• Tarefa a realizar:
Dê continuidade ao texto sobre as sexualidades minoritárias e as normas sexuais que pesam sobre homens e mulheres, começando logo após a última frase apresentada.

• Texto para leitura:

Para os homens, o aumento das sexualidades minoritárias “é real, mas muito menor: 8% definem-se como algo diferente de heterossexuais, incluindo 3% como gays”. Uma das formas de entender a situação é a de que “mesmo que a aceitação da homossexualidade masculina aumente, a figura do ‘bicha’ continua a atuar como fator de dissuasão entre os jovens, como mostra o trabalho da socióloga Isabelle Clair sobre os adolescentes“.

“As visões sobre a sexualidade feminina e masculina “não são simétricas”. “O equivalente feminino de ‘bicha’, em termos de insulto, não é ‘lésbica’, é ‘fufa’. Para os homens, é sobretudo o desvio da heterossexualidade que é estigmatizado. Para as mulheres, é o desvio da norma feminina de reserva sexual. As coisas mudaram, é claro, mas estas figuras não desapareceram. Há atualmente tensões normativas entre estas figuras repulsivas ainda presentes, por um lado, e, por outro, novas normas mais abertas.”

• Entradas selecionadas:
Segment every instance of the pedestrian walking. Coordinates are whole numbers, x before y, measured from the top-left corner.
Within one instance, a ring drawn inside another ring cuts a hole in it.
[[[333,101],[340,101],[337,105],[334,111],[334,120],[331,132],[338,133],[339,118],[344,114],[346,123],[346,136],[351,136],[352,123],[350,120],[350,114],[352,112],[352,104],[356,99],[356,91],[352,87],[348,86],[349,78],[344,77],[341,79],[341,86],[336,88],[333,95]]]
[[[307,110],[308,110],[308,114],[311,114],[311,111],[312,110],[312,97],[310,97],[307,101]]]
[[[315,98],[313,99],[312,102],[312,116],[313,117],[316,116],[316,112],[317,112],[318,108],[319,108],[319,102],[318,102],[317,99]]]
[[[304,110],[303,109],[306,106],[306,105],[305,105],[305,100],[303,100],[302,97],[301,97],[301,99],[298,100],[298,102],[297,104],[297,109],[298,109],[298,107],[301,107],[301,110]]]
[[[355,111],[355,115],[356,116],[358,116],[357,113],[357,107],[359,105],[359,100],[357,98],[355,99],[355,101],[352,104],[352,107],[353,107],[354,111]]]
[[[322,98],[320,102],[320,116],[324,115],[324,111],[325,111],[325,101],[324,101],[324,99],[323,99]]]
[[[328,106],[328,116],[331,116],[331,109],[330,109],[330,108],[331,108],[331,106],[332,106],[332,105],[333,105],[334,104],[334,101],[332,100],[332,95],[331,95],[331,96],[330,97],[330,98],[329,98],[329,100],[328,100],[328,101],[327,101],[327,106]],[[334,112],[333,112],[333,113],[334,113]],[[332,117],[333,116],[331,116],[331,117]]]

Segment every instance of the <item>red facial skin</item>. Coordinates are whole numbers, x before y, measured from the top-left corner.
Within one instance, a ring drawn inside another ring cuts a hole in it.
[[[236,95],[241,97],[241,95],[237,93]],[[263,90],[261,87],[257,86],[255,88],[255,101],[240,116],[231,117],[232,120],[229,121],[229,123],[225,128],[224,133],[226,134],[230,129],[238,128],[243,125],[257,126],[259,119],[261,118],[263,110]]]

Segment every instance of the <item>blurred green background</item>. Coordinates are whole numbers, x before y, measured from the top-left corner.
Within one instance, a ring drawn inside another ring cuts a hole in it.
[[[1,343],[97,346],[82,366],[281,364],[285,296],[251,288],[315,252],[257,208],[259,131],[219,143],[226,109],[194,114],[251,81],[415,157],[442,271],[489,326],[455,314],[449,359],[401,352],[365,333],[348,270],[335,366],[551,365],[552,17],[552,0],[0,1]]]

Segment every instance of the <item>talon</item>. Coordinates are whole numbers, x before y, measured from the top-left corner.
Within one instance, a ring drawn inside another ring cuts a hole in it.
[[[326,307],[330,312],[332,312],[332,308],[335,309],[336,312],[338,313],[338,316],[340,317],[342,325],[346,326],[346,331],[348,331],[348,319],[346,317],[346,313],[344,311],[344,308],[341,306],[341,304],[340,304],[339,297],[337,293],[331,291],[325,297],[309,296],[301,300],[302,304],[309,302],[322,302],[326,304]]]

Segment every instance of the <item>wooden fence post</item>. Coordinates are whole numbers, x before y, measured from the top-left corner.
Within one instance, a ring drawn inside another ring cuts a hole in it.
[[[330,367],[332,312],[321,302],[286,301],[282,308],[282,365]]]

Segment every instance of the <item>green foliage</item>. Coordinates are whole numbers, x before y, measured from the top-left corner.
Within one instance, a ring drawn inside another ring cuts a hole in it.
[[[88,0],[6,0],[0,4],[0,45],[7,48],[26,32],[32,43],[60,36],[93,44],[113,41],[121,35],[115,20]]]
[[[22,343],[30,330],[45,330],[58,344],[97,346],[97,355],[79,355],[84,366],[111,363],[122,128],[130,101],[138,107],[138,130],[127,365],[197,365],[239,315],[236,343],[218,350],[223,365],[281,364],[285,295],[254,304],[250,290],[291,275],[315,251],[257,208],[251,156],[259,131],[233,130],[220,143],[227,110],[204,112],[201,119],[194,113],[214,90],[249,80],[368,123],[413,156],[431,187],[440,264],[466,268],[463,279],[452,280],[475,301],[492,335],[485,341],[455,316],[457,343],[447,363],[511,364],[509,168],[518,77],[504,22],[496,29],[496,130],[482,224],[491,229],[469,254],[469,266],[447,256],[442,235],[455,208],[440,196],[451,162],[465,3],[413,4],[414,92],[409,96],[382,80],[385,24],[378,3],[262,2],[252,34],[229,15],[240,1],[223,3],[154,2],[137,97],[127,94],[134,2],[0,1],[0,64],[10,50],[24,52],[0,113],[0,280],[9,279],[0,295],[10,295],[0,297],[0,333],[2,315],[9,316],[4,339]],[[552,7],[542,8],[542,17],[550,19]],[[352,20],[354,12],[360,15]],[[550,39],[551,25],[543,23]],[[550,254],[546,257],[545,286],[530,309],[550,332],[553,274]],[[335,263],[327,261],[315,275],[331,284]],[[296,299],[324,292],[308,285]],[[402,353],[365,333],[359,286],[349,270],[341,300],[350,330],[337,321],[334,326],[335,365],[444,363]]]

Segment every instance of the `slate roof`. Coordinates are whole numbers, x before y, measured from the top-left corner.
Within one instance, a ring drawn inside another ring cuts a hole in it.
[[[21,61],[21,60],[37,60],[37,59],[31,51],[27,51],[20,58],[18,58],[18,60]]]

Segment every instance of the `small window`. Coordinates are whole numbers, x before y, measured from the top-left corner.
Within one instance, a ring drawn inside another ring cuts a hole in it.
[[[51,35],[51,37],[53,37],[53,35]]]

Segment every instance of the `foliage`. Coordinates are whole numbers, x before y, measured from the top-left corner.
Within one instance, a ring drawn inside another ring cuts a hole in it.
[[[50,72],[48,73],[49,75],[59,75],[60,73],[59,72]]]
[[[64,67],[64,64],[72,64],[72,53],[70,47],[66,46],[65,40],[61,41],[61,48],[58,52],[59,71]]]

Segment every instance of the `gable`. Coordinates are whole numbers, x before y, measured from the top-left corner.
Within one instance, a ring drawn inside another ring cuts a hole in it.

--

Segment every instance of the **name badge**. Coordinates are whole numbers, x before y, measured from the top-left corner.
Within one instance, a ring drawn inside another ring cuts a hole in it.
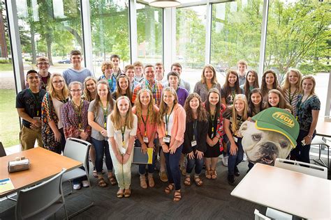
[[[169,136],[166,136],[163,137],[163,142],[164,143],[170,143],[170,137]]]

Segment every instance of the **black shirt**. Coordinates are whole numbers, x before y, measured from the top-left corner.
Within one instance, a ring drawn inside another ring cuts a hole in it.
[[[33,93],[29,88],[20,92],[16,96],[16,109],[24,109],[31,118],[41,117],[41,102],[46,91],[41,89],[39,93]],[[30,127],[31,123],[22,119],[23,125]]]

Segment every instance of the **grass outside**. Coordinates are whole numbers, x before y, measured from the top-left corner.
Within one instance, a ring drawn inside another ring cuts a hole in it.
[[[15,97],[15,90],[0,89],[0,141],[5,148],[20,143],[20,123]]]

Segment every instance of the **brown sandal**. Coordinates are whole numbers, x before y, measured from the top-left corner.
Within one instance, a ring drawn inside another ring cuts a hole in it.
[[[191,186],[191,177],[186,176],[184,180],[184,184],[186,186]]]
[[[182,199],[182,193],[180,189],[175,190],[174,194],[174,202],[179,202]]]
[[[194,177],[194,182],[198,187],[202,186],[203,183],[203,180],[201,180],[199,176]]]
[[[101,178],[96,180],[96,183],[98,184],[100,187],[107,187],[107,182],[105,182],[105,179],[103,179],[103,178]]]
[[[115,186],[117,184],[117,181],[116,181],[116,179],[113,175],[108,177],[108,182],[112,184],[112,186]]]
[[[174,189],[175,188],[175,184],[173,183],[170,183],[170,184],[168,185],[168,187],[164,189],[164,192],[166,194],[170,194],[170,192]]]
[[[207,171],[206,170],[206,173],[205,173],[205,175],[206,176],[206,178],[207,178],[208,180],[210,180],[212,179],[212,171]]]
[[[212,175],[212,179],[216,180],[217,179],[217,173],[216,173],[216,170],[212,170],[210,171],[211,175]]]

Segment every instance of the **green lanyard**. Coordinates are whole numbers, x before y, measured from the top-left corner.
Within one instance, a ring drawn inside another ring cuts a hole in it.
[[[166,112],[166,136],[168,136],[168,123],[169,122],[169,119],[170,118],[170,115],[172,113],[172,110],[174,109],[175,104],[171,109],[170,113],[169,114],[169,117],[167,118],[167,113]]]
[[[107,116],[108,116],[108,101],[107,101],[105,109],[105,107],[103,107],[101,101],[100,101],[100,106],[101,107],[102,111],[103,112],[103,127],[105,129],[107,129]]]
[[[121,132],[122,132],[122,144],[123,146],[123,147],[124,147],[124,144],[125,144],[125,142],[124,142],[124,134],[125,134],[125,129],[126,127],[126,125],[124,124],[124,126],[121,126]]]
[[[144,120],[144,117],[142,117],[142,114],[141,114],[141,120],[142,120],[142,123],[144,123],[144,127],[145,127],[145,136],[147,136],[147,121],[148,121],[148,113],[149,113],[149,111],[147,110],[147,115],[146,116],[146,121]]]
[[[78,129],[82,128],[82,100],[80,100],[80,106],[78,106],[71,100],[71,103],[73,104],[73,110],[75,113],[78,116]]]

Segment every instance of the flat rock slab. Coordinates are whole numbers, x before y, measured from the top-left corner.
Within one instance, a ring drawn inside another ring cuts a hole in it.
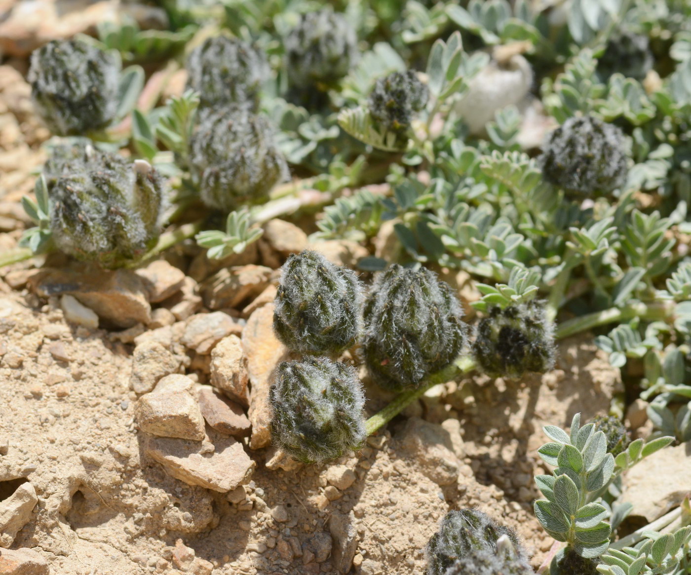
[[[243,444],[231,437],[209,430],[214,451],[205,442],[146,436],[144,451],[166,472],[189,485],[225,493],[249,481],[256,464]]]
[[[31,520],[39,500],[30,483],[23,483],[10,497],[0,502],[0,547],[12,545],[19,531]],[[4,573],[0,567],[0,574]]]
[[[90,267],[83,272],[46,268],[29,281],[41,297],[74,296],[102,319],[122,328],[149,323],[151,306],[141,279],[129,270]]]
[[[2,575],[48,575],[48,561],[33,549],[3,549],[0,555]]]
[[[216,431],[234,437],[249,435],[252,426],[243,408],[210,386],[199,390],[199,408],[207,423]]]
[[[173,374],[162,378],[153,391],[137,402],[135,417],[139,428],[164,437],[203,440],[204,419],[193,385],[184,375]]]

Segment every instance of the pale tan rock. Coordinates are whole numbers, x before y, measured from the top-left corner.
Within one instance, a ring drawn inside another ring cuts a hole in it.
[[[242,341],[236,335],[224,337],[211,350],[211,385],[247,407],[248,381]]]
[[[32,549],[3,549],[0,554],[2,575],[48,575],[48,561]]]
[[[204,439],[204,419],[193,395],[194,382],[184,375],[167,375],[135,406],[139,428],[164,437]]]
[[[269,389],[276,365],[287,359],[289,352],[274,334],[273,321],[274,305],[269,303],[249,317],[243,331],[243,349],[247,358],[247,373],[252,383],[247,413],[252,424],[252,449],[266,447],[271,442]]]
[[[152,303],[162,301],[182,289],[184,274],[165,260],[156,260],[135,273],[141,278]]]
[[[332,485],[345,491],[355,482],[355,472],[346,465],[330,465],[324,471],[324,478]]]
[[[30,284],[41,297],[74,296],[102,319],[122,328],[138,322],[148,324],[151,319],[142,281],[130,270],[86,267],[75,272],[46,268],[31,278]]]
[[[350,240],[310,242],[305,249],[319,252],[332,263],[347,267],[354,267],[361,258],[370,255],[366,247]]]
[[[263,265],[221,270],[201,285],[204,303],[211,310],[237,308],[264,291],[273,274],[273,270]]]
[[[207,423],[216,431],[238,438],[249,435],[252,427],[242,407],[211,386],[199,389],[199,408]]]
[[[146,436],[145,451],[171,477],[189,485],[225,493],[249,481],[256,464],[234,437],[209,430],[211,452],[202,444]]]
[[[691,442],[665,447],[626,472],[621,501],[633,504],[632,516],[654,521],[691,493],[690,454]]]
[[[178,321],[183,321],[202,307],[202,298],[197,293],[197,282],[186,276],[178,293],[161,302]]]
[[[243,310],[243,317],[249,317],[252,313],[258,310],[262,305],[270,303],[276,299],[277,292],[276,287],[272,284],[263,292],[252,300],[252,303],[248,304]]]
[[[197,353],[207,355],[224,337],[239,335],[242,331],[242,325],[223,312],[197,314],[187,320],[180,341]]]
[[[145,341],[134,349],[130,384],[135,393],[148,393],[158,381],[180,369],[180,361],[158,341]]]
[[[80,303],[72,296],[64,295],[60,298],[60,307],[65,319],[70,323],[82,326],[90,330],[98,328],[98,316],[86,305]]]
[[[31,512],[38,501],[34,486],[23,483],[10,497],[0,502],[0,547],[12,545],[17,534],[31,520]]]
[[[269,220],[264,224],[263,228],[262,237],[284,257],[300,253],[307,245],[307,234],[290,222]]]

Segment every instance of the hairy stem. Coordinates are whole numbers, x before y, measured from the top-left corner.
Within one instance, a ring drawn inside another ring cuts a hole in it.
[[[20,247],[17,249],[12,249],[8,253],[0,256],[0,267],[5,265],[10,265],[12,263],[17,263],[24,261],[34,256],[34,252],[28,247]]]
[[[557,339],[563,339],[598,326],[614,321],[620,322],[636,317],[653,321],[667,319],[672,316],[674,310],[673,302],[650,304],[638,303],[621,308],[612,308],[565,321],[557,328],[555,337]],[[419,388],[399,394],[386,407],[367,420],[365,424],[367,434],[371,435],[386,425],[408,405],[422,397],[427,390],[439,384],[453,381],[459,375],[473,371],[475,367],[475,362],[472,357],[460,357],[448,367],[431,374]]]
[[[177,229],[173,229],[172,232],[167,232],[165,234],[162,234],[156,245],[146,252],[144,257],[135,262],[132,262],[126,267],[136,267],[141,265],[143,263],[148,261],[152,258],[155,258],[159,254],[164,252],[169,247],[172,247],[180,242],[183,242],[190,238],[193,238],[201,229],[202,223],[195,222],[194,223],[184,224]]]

==

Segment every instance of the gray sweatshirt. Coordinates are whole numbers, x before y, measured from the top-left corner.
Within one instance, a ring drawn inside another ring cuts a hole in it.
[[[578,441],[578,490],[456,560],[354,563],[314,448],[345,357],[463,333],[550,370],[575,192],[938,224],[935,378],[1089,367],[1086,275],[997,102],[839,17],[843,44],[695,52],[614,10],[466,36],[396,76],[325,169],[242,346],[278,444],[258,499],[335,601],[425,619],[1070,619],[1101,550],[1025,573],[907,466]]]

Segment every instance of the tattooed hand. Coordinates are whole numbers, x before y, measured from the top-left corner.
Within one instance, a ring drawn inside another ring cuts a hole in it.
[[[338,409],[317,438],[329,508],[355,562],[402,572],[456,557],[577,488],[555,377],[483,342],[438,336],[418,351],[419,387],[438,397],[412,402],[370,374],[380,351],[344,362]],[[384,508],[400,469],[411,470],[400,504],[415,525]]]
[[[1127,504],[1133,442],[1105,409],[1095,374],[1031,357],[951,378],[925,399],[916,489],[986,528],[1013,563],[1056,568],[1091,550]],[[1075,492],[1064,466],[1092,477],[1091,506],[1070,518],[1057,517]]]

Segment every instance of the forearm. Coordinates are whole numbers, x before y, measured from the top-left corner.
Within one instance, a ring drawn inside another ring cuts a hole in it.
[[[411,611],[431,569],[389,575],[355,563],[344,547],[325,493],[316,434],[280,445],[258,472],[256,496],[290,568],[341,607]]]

• Resposta à tarefa:
1,7% dos jovens de 18 a 29 anos se identificam como não binários

“É importante sublinhar que esta foi o primeiro estudo a capturar pessoas não binárias. Em todas as investigações estatísticas realizadas até agora, a pergunta era “Você é homem ou mulher?”. Este estudo, porém, proporcionou a oportunidade de definir como não binário e demonstrou-se que isto diz respeito a uma pequena minoria.”

Há contudo “questões mais amplas em torno do género”. O trabalho de Mathieu Trachman sobre género demonstra-o. De facto, 24% dos jovens dizem que questionaram a feminilidade e a masculinidade. O número é o mesmo para homens e mulheres. “Não temos elementos de comparação, porque a pergunta não foi feita desta forma em estudos anteriores, mas podemos supor que o contexto #MeToo encorajou as perguntas.”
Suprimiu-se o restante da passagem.